begin Record list

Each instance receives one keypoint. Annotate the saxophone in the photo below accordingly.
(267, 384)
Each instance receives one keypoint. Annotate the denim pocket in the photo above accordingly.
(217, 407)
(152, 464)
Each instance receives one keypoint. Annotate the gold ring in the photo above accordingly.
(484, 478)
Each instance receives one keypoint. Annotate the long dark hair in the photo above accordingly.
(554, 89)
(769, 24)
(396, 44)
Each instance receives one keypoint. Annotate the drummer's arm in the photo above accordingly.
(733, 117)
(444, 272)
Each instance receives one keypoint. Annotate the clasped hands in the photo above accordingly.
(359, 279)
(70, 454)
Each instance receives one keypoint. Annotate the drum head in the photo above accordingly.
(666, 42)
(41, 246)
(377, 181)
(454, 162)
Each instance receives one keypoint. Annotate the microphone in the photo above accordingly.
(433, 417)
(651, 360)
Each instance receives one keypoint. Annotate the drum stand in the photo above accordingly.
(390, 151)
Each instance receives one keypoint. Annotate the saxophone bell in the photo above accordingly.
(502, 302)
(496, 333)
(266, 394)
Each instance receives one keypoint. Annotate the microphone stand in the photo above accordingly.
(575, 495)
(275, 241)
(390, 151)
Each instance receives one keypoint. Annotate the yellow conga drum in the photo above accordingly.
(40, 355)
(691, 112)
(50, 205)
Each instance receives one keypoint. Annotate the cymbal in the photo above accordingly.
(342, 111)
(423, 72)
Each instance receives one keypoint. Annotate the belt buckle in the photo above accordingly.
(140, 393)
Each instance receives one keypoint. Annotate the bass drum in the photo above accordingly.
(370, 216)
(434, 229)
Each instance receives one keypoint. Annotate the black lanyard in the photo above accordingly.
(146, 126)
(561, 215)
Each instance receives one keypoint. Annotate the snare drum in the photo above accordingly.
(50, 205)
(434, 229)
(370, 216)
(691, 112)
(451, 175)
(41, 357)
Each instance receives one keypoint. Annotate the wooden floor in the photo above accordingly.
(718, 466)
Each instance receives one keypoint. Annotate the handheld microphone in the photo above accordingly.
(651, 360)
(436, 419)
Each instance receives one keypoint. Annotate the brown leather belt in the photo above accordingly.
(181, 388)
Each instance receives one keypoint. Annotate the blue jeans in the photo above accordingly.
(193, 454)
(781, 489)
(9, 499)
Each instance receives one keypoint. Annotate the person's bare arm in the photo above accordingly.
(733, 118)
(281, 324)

end Record list

▶ [The problem] Add 20 to every coordinate value in the answers, and write out every line of the records starting at the line that contains "Each instance receives one keypoint. Annotate the brown" and ending at the last line of the records.

▶ [Worked solution]
Each instance receives one keypoint. Annotate the brown leather belt in the photo above accordingly.
(201, 408)
Each instance receives one keypoint. Annotate the blue jeans in the photo above accordingly.
(213, 474)
(801, 509)
(29, 519)
Each instance receives one keypoint. Annotate the person's bare arm in the photo above accordingly.
(753, 138)
(301, 344)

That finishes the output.